*What you should do*.
Copy out every line of the items below that contains the word "boulder".

##### Records for the exercise #####

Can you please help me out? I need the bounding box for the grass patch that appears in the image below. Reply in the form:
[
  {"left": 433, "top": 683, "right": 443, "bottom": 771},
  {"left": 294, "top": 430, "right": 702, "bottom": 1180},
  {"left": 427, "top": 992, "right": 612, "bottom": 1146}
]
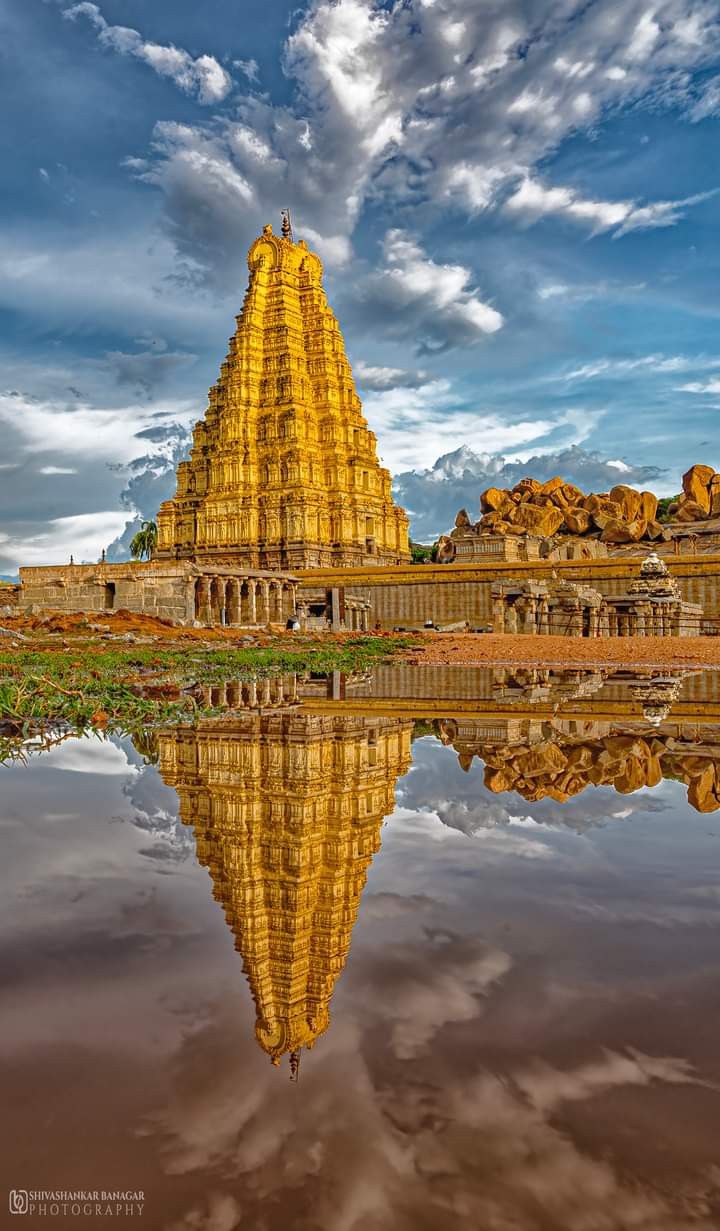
[{"left": 0, "top": 636, "right": 410, "bottom": 758}]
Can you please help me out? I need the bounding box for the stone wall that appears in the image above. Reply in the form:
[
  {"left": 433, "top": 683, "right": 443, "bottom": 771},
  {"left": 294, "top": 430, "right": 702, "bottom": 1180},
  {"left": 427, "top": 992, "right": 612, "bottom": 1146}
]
[
  {"left": 298, "top": 554, "right": 720, "bottom": 628},
  {"left": 20, "top": 561, "right": 295, "bottom": 627},
  {"left": 0, "top": 581, "right": 20, "bottom": 611}
]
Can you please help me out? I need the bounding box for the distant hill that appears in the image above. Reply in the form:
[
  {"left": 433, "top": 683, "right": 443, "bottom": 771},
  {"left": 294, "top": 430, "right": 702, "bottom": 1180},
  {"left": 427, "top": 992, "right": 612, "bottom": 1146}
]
[
  {"left": 393, "top": 444, "right": 666, "bottom": 543},
  {"left": 98, "top": 423, "right": 665, "bottom": 560}
]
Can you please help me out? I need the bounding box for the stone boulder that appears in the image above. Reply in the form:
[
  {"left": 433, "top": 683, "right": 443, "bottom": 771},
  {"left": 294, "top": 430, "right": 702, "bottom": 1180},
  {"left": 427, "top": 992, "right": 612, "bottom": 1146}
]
[
  {"left": 674, "top": 500, "right": 709, "bottom": 522},
  {"left": 610, "top": 483, "right": 642, "bottom": 522},
  {"left": 539, "top": 475, "right": 564, "bottom": 496},
  {"left": 565, "top": 505, "right": 592, "bottom": 534},
  {"left": 683, "top": 465, "right": 715, "bottom": 513},
  {"left": 512, "top": 503, "right": 564, "bottom": 538},
  {"left": 601, "top": 517, "right": 647, "bottom": 543},
  {"left": 480, "top": 487, "right": 508, "bottom": 513}
]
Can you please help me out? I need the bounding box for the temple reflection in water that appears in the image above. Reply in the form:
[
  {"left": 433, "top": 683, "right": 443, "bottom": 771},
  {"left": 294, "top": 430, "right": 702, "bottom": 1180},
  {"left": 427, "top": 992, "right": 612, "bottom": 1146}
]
[{"left": 159, "top": 709, "right": 412, "bottom": 1073}]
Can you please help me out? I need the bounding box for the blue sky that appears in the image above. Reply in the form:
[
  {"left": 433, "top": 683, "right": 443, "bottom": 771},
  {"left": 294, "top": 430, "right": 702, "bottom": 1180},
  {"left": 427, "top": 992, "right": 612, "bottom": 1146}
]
[{"left": 0, "top": 0, "right": 720, "bottom": 572}]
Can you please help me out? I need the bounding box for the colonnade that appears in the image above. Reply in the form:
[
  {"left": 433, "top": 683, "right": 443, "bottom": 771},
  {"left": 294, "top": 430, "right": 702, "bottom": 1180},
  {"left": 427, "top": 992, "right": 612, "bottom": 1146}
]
[
  {"left": 492, "top": 587, "right": 702, "bottom": 638},
  {"left": 194, "top": 575, "right": 297, "bottom": 627}
]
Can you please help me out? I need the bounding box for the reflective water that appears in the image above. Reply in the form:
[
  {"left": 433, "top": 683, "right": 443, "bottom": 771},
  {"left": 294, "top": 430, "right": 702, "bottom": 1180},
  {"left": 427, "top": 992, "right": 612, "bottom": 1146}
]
[{"left": 0, "top": 668, "right": 720, "bottom": 1231}]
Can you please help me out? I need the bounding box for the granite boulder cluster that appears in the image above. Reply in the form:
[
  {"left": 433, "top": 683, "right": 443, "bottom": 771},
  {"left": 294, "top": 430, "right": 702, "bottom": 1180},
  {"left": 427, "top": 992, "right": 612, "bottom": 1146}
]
[
  {"left": 478, "top": 731, "right": 720, "bottom": 812},
  {"left": 478, "top": 467, "right": 664, "bottom": 543},
  {"left": 667, "top": 465, "right": 720, "bottom": 522}
]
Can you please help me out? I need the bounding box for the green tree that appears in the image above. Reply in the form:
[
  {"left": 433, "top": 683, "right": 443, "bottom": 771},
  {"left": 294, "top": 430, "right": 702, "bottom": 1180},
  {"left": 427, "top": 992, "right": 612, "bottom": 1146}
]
[
  {"left": 130, "top": 522, "right": 158, "bottom": 560},
  {"left": 410, "top": 539, "right": 437, "bottom": 564}
]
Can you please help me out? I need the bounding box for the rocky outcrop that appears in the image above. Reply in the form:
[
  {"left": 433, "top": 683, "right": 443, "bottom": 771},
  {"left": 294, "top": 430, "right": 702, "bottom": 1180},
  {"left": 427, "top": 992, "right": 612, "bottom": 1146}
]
[
  {"left": 465, "top": 467, "right": 664, "bottom": 543},
  {"left": 668, "top": 465, "right": 720, "bottom": 522},
  {"left": 472, "top": 732, "right": 720, "bottom": 812}
]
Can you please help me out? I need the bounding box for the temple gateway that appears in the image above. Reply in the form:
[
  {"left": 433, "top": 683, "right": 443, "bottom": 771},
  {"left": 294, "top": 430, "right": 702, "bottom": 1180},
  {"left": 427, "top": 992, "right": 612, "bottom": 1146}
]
[{"left": 8, "top": 214, "right": 720, "bottom": 635}]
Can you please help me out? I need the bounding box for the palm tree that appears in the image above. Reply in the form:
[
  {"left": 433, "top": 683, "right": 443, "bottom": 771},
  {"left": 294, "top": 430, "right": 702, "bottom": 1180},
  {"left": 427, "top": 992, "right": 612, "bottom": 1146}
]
[{"left": 130, "top": 522, "right": 158, "bottom": 560}]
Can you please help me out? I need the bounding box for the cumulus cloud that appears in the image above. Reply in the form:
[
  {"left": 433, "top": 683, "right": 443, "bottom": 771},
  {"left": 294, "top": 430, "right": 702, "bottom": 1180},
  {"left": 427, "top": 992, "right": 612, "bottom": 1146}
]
[
  {"left": 63, "top": 0, "right": 233, "bottom": 106},
  {"left": 353, "top": 359, "right": 431, "bottom": 393},
  {"left": 505, "top": 176, "right": 718, "bottom": 239},
  {"left": 393, "top": 436, "right": 665, "bottom": 542},
  {"left": 364, "top": 379, "right": 592, "bottom": 470},
  {"left": 690, "top": 76, "right": 720, "bottom": 124},
  {"left": 0, "top": 510, "right": 126, "bottom": 569},
  {"left": 123, "top": 0, "right": 720, "bottom": 280},
  {"left": 357, "top": 228, "right": 503, "bottom": 353},
  {"left": 678, "top": 380, "right": 720, "bottom": 393},
  {"left": 554, "top": 355, "right": 720, "bottom": 388}
]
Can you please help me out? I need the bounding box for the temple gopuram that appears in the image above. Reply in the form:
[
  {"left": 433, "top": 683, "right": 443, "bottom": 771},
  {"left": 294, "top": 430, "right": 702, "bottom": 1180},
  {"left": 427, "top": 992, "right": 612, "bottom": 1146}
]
[
  {"left": 159, "top": 713, "right": 412, "bottom": 1072},
  {"left": 156, "top": 217, "right": 410, "bottom": 570},
  {"left": 11, "top": 212, "right": 720, "bottom": 636}
]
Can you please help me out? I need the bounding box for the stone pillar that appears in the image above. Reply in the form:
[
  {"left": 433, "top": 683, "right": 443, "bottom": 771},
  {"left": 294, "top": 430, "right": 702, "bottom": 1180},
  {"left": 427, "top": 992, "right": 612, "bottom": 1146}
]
[
  {"left": 194, "top": 577, "right": 210, "bottom": 624},
  {"left": 225, "top": 577, "right": 240, "bottom": 624},
  {"left": 260, "top": 581, "right": 270, "bottom": 624}
]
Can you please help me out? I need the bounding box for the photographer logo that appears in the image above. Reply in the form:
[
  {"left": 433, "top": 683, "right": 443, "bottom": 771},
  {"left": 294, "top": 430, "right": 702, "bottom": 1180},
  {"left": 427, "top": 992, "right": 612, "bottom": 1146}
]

#####

*Response below*.
Can you please help me out? I need the bounding box for the stone boulder that appears in the image above. Reply in the form:
Can you please help me out? I need the bounding box for the granite boulder cluster that appears in the image above. Reply in the form:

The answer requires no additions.